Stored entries
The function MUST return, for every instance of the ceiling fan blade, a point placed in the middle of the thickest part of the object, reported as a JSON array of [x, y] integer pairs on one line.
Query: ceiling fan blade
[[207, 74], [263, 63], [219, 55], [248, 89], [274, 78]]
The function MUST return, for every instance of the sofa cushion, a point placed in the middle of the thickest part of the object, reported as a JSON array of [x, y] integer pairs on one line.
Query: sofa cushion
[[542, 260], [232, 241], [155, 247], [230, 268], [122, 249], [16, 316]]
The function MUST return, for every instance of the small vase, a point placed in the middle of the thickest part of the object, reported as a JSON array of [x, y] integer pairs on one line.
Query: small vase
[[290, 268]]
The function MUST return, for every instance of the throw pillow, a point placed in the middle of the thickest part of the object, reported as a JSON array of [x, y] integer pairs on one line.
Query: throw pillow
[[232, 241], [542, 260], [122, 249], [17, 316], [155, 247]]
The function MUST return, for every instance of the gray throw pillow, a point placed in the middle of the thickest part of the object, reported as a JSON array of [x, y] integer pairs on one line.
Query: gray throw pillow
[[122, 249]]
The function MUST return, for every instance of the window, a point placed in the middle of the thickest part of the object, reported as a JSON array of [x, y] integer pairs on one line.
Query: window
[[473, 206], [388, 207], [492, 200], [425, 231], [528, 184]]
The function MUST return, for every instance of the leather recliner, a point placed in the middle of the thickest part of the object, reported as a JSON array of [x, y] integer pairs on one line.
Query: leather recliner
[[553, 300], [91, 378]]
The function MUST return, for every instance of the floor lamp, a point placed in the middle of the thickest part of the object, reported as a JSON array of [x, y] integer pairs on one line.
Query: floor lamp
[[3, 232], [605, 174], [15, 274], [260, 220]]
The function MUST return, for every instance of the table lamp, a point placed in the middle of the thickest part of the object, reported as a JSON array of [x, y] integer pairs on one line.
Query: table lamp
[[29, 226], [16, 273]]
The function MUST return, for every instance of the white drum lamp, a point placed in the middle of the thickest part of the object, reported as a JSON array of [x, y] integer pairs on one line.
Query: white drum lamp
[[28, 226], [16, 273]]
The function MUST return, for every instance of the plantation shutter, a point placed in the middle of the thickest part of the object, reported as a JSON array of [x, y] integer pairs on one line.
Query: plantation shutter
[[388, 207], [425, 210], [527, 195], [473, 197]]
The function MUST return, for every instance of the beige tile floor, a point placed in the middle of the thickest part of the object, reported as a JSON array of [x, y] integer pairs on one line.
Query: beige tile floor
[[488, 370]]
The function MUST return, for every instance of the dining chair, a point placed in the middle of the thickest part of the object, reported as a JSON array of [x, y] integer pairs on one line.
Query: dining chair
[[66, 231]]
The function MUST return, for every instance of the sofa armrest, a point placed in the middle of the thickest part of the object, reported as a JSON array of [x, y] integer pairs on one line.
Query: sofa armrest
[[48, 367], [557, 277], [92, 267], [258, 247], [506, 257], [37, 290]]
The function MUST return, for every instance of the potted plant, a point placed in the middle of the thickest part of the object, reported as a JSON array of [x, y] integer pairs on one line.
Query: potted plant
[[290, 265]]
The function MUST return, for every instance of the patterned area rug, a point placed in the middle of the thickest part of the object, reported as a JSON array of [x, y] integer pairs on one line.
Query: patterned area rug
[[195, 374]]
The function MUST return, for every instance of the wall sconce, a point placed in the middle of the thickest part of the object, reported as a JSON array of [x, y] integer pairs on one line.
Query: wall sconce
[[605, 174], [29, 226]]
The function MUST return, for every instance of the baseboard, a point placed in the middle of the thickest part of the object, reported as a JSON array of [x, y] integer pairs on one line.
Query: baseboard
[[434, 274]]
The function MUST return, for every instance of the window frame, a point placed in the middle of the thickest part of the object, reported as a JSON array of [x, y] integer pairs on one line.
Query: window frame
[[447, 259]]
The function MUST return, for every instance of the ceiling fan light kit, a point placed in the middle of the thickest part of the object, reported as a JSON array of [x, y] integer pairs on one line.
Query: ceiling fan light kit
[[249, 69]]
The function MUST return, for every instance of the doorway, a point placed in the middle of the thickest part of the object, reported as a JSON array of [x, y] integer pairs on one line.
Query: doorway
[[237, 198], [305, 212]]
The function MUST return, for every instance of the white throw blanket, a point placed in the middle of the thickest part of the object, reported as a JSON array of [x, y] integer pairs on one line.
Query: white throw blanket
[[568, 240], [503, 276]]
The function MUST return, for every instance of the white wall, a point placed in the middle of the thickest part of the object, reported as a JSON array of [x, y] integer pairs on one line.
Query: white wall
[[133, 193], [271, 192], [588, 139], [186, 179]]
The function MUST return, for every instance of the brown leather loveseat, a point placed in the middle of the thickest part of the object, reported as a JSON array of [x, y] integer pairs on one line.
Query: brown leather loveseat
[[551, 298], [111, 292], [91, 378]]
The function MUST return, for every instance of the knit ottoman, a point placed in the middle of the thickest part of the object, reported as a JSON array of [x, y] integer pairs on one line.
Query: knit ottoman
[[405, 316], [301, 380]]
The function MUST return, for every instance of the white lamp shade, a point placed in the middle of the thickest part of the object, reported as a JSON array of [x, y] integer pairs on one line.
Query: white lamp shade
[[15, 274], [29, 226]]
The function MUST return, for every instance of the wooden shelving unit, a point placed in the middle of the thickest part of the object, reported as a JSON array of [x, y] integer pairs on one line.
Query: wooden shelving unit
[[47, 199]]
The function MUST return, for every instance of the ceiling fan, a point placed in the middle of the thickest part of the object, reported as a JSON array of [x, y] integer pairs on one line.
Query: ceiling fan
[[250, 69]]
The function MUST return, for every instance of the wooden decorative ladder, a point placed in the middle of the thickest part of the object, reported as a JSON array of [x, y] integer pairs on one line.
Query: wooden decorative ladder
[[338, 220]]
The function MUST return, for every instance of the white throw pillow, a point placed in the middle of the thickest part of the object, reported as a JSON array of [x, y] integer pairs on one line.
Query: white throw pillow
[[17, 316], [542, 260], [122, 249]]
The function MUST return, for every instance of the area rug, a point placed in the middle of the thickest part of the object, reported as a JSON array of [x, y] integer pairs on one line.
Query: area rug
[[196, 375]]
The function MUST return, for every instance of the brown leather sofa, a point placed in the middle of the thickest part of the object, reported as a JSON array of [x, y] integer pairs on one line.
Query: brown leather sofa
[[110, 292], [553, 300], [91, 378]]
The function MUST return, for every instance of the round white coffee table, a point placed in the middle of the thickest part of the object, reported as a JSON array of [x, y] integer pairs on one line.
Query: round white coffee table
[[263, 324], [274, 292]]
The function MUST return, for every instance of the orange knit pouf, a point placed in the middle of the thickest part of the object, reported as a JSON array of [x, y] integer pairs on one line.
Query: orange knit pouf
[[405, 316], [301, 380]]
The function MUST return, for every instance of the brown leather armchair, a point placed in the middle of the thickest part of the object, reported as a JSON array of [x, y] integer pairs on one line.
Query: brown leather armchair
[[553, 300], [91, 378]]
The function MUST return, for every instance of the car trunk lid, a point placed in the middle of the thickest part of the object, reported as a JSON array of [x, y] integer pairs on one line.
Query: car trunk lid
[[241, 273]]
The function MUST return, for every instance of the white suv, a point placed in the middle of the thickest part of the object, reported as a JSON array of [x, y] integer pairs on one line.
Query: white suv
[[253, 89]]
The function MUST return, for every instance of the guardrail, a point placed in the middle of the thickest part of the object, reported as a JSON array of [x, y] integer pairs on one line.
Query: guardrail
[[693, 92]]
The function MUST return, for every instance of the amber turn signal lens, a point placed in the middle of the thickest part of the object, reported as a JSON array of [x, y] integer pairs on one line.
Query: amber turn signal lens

# What is required
Reading through the records above, report each line in which the string "lens" is found.

# Result below
The function MUST return, for every instance of the amber turn signal lens, a point placed in the middle of the thickest part of the object, reported as a JSON array of [x, y] integer pairs on one line.
Query: amber turn signal lens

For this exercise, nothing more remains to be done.